#### [COMPITO DA SVOLGERE]
Secondo l'articolo sulle proteste in Ecuador, quale organizzazione ha indetto lo sciopero a livello nazionale?

#### [TESTO FORNITO]

+++++

C’è ancora tensione, in Ecuador, per le manifestazioni delle destre che provano a catalizzare lo scontento contro il governo di Rafael Correa. Nella notte di ieri sembrava tornata la calma nella capitale, ma per tutto il giorno si sono verificati alcuni scontri che hanno lasciato un saldo di 86 poliziotti feriti. Anche i manifestanti lamentano cariche e feriti e il fermo di alcuni leader indigeni. Allo sciopero, indetto a livello nazionale dal Frente unitario de Trabajadores, ha risposto infatti la principale organizzazione indigena del paese, la Conaie, un tempo alleata di Correa.
Dopo una marcia di 11 giorni, gli indigeni sono arrivati nella capitale e si sono uniti ad altre categorie – medici e professionisti – visibilmente egemonizzati dai sindaci di destra e dai loro deputati. Come aveva pronosticato Correa, la partecipazione non è stata ampia: enormemente al di sotto di quella dei militanti di Alianza Pais, la coalizione di governo che da giorni contende le piazze ai contestatari per dire che «la revolucion ciudadana non torna indietro». Anche diverse organizzazioni indigene si sono dissociate dalla Conaie, considerando pretestuose le manifestazioni. Nella sua consueta trasmissione del sabato (la sabatina), il presidente ha ricordato le conquiste e i passi avanti determinati dal suo governo nel contesto del «socialismo del XXI secolo». Ha rinnovato l’appello al dialogo con tutti i settori sociali, ma ha ribadito che non accetterà «il ricatto» di chi lo rifiuta con la violenza.
Tutto è cominciato a giugno, quando Correa ha annunciato l’intenzione di presentare un testo di legge (poi sospeso) per aumentare le tasse sulle grandi eredità nell’intento di procedere a un’ulteriore ridistribuzione del reddito. Le destre sono insorte, subito raggiunte da quelle organizzazioni che, apparentemente, sembrano contestare la gestione Correa da sinistra, ma che non si fanno scrupolo di aprire la strada a quei settori ansiosi di riprendere i propri privilegi.
Le destre cercano di ritornare in forze in tutta l’America latina che ha scelto per questo nuovo secolo governi progressisti o socialisti: dal Brasile all’Argentina, dall’Ecuador alla Bolivia al Venezuela. A sostenerle trovano anche quei settori di classe media favoriti dalle politiche di ridistribuzione del reddito, e che ora moltiplicano la spinta al consumo assumendo tratti anche apertamente reazionari.
«Una sinistra deviata si sta facendo usare dalle destre come carne da cannone. E’ triste dirlo, ma questa è la realtà», ha detto ieri il ministro degli Esteri ecuadoriano Ricardo Patiño, che rappresenta la tendenza più di sinistra all’interno del governo. Difficile infatti – ha aggiunto il ministro – «vedere coincidenze di interessi tra le rivendicazioni degli indigeni o degli operai e l’appoggio dato alle proteste da un banchiere come Guillermo Lasso o da un grande imprenditore come Alvaro Noboa, ex candidati alla presidenza. Questa è la manifestazione del lusso».

+++++

#### [VOCI RIPORTATE]
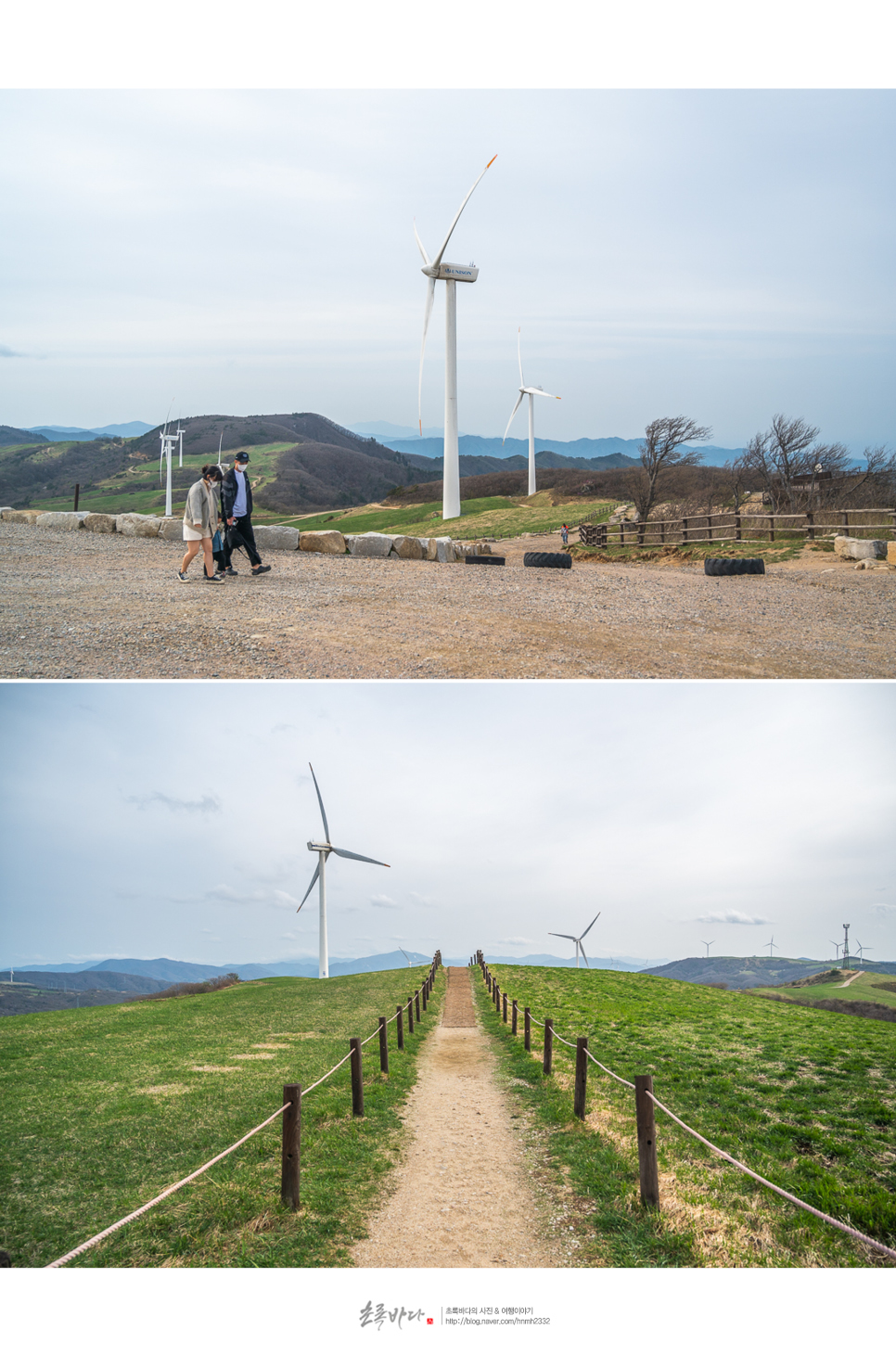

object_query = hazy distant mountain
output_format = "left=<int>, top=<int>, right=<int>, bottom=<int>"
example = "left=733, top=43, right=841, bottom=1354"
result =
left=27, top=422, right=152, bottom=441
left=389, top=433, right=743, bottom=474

+++++

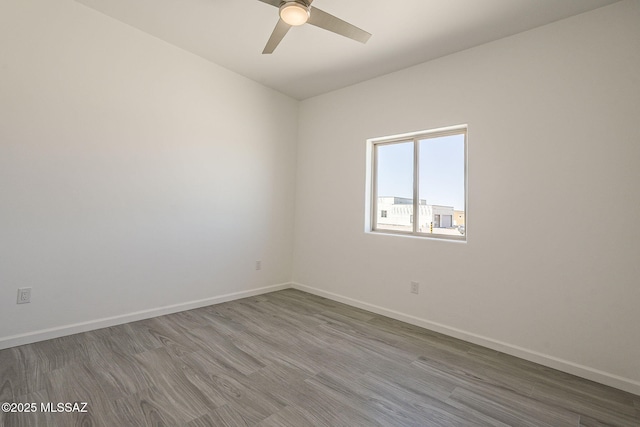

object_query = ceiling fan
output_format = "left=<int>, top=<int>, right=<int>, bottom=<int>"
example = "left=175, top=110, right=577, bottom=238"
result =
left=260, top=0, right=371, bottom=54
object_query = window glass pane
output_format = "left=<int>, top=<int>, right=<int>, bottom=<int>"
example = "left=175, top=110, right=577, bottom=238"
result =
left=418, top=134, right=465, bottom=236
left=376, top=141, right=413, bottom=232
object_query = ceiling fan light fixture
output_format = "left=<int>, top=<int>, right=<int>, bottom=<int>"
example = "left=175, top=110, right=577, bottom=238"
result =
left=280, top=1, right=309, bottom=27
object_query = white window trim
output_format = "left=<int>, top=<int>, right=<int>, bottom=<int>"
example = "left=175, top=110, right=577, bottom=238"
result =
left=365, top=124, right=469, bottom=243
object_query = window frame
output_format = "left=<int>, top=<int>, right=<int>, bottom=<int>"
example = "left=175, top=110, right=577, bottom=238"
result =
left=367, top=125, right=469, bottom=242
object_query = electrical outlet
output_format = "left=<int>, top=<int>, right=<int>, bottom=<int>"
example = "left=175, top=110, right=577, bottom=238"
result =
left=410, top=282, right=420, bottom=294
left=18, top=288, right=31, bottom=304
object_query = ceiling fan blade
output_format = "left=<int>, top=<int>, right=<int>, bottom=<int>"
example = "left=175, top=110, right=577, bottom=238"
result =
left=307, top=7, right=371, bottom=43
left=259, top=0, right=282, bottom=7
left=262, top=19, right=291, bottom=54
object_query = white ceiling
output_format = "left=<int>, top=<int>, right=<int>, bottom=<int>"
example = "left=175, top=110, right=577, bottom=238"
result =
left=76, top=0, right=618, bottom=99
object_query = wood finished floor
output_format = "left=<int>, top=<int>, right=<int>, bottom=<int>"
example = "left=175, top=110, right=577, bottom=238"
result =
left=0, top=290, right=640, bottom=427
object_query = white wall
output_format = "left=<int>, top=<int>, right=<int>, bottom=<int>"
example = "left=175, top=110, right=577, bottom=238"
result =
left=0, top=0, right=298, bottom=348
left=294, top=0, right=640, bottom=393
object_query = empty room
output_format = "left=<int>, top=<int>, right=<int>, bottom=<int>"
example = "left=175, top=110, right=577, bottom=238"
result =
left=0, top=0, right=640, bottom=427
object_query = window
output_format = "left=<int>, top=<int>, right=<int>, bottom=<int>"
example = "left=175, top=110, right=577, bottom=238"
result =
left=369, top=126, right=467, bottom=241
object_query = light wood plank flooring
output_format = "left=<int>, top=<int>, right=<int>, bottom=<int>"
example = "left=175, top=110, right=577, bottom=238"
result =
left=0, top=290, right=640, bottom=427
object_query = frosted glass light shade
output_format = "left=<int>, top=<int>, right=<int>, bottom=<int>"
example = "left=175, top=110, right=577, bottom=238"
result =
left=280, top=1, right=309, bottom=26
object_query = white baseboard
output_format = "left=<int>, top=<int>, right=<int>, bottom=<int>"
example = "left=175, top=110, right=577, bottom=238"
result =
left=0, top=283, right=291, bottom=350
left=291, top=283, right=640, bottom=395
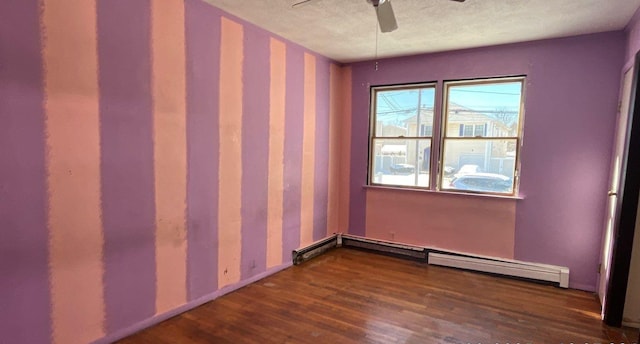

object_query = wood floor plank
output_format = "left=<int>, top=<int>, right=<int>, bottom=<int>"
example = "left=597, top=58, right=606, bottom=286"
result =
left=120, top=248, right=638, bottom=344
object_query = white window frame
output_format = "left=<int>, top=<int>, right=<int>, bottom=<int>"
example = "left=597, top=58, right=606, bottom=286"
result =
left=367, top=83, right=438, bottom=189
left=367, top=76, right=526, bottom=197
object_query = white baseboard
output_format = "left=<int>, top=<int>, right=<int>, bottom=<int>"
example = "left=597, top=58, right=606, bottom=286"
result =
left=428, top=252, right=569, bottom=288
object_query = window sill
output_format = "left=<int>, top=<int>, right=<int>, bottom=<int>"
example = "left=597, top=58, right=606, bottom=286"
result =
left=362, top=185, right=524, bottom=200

+++++

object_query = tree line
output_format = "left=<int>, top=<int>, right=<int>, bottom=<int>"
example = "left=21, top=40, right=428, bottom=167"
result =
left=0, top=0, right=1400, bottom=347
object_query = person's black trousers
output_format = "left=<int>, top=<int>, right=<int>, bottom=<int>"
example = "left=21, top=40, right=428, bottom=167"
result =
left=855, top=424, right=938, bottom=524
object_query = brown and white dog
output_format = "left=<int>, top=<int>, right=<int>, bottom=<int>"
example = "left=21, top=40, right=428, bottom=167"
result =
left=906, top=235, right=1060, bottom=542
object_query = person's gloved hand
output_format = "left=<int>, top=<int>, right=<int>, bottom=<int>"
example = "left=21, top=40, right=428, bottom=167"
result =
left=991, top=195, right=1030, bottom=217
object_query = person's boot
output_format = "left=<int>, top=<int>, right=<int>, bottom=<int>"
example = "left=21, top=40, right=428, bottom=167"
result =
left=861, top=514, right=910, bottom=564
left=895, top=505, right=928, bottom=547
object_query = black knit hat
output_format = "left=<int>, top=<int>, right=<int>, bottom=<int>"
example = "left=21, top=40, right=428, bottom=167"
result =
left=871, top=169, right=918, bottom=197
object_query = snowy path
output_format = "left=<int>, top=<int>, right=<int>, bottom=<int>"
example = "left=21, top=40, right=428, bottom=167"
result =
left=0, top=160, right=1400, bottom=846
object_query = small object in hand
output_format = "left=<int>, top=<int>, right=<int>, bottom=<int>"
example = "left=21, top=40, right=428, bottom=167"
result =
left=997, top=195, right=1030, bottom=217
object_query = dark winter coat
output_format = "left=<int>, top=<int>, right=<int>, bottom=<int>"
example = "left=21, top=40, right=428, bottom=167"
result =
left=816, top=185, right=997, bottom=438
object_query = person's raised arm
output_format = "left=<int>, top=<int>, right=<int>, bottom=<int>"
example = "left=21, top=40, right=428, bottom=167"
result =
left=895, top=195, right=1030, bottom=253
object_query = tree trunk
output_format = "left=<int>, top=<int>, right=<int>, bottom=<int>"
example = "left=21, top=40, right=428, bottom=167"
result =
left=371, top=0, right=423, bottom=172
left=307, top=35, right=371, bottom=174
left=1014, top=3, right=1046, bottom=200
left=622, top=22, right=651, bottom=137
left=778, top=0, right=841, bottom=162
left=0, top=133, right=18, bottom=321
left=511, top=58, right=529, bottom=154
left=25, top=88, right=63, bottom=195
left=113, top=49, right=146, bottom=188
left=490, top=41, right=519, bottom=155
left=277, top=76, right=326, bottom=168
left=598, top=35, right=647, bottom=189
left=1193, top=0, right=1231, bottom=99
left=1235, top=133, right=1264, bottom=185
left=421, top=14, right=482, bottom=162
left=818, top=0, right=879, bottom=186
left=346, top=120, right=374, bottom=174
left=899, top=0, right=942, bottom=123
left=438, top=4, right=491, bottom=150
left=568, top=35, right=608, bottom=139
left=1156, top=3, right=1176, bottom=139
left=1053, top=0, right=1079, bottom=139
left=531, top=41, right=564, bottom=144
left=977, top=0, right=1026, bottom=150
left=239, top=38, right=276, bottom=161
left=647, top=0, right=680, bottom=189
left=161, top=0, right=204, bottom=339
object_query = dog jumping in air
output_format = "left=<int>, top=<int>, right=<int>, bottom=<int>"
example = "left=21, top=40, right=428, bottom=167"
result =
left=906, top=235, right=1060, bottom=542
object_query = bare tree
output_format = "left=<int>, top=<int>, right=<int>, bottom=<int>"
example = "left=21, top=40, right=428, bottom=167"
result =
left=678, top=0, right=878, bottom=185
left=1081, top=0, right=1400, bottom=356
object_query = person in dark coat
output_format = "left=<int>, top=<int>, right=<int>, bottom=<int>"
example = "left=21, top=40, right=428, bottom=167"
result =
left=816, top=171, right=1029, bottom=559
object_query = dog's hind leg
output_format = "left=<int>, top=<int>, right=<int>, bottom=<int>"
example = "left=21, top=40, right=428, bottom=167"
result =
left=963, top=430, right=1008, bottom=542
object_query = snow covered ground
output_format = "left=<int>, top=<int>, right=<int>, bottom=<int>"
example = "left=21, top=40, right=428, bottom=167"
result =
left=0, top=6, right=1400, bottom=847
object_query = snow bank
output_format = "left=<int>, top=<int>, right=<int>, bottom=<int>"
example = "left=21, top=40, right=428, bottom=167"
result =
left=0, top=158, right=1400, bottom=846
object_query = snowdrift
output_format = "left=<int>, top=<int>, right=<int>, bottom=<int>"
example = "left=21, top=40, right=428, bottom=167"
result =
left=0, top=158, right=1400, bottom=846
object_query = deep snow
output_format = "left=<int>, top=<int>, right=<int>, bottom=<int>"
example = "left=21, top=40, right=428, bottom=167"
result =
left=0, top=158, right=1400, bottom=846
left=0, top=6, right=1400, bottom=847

+++++

#### [RISPOSTA AL COMPITO]
Lo sciopero è stato indetto dal Frente unitario de Trabajadores.